== SELECTED EXCERPT ==
Friday morning found us up and out the hotel room door early headed to the complimentary breakfast at the hotel. It was terrible for the most part and I hoped a pattern of bad meals was not beginning to form. I ate my rubbery scrambled eggs and tough as shoe leather round slice of ham as Paul did but he added some toast and a muffin. I would wish later that I had eaten just a little more. But the orange juice and milk were fine and washed the other parts of breakfast down. We were on the road for the few minutes drive to the Franconia strewnfield. We had arranged to meet Richard Garcia, Eric Rasmussen, Dave Libuszowski at the end of the road off the interstate by the railroad tracks and drive into the day’s hunting spot. We arrived and waited just a minute or two for Eric to arrive next. Richard and Dave would be just a little later so we followed Eric on into the north side up toward the mountains in the distance. After just minutes Richard pulled in behind my Jeep with his. We reached the spot and parked. Soon we were heading on foot in an easterly direction into the desert. We were supposed to hunt seriously after we got in a good way. But I was hunting while I hiked. Both Paul and I ended up going too far north instead of more southeast and never found the others. It was a long hard, hot hike.

Photo Credit: Paul Harris

We all got back to the vehicles one way or another and just one flat tire was corrected. Roy Miller and Cody Miller were there at the parking area. It was nice to see them. We headed back to town. Pizza was on the menu and I know Paul and I were both ready for something after the poor breakfast and just energy food and liquid all day in the desert. The pizza was fantastic and the conversation and fun at dinner made for a sparkling evening. We were tired and ready to get some sleep for Saturday was going to be an early getup day. We wanted to hunt as much as we could in the early morning when it was cooler. It was sprinkling a little and there was lightning was we drove from Lake Havasu to the Pilot gas station at I-40. I was going to top off on gas and get something there for breakfast. 7AM was the time to be at the end of the Franconia road again and we were there just before that. We could see the tail-end of the clouds so we were not worried about being hit by lightning. It would be totally clear by the time we arrived where we were hunting. We followed Eric again to a spot just east of where we had hunted a few years ago. So we were more confident as we headed away from the cars that we would have some luck.
===
== EXTRACTED ENTRIES ==
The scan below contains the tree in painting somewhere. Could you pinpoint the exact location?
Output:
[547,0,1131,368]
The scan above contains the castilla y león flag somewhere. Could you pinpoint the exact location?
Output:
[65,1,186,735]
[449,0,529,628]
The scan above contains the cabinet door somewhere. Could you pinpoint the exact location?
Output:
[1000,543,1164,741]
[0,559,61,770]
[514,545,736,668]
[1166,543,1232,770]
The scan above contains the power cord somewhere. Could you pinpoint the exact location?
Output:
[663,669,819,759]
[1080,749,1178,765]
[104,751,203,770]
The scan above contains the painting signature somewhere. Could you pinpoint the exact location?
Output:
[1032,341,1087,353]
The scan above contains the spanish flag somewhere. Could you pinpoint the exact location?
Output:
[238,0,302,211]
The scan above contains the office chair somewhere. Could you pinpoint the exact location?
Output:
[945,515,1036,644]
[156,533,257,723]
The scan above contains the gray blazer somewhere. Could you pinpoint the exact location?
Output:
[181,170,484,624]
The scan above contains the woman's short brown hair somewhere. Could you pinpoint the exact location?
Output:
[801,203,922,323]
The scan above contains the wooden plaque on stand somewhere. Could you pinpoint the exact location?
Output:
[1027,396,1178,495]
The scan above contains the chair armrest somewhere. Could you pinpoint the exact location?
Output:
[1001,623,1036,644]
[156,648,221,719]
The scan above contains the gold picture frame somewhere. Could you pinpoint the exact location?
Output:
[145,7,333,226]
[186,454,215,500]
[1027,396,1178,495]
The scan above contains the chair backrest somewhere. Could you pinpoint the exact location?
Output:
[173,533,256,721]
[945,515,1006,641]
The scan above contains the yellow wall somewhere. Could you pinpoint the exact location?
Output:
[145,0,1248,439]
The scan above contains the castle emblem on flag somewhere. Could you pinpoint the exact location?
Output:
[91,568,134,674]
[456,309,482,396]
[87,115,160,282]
===
§ **GIVEN TASK**: Extend the account of the hunting trip to the Franconia strewnfield, picking up right after its final sentence.

§ **ANSWER TO THIS PROBLEM**:
Over the years I have found many of the small pieces of meteoritic iron but had never found more than my one single small flat flake of stone broken off a larger meteorite. I really wanted to finally break the ice at Franconia and find a stone. Paul had found stones but had never found any irons. He wanted to fill that gap too. Richard and Dave arrived very soon and headed in also. We were hunting for maybe an hour when I got a hit. It was a small meteorite but I was not going home skunked this time. I reported the find over the walkie-talkie and immediately heard Paul yell from where he was a couple hundred yards away “I know who is buying dinner on the trip home!” We have a deal that the one who finds a meteorite pays for dinner on our homeward drive. Always something the person is happy to do. Richard was just a little ways away from me so I walked over there and proudly showed off my tiny 1.8 gram Franconia stone. But I could not have been happier after the month of days of hunting without finding one if it had been a kilo size stone. The Franconia jinks were off and I could relax and just hunt hoping for more luck. It was not long before the other guys began to report finds of stones and irons. Dave had hit a spot with irons and Paul was near there and hunting in that direction and bang within a minute or two he found a very nice, neatly shaped, over a gram iron. So we were both successful and splitting the dinner bill on the way home.

Paul and Richard

We wanted to be on the road by around 2PM so about 1 in the afternoon we started making our way down toward the cars far away. As I came out of a small wash I swung the detector to the left and it screamed on the side of the low slope of the wash. I took my magnet that I hold in my other hand and went through the spot and found the second and much larger stone for my day of hunting. Everyone did well recovering meteorites. Dave found two stone a 20+ gram and a 90+ gram and several irons. Eric found irons. Richard found a nice stone on the surface baking in the sun. Everyone was heading home with meteorites.

We got back to the cars and compared finds for a couple minutes and said our goodbyes. It had been a great weekend. We hunted with old friends and made new friends. We were off toward home after a stop at the gas station near the strewnfield to get something cold to drink during the drive to Peggy Sue’s Diner outside Barstow. Paul and I often stop there on our way home from hunting. The food is always good there. This was the first trip hunting Paul and I had taken since we moved into our new homes. As fate would have it we ended up living only about a mile apart. So I dropped him off at his house. The wind was blowing and it was cold. So very different from the blazing heat we had been in just five hours earlier. I jumped back into the car and drove the mile to my house the end of a great successful hunting trip at a location that had shut me out for well over a decade.

Franconia meteorites are officially listed as H5 ordinary chondrites. The two I found were from the northern portion of the region. Therefore it is possible that they are actually Franconia stones. However, there are Buck Mountain meteorites found also in the northern portion of the area and it would seem some evidence supports it being a much larger event with the clearly larger distribution. My larger stone having a nice patch of quite fresh fusion crust might support the idea that it is a more recently fallen stone. That would also make a case for Franconia which has the lowest of the terrestrial ages for all the falls in the area. Sometime around 7,000 years ago the scientific articles report.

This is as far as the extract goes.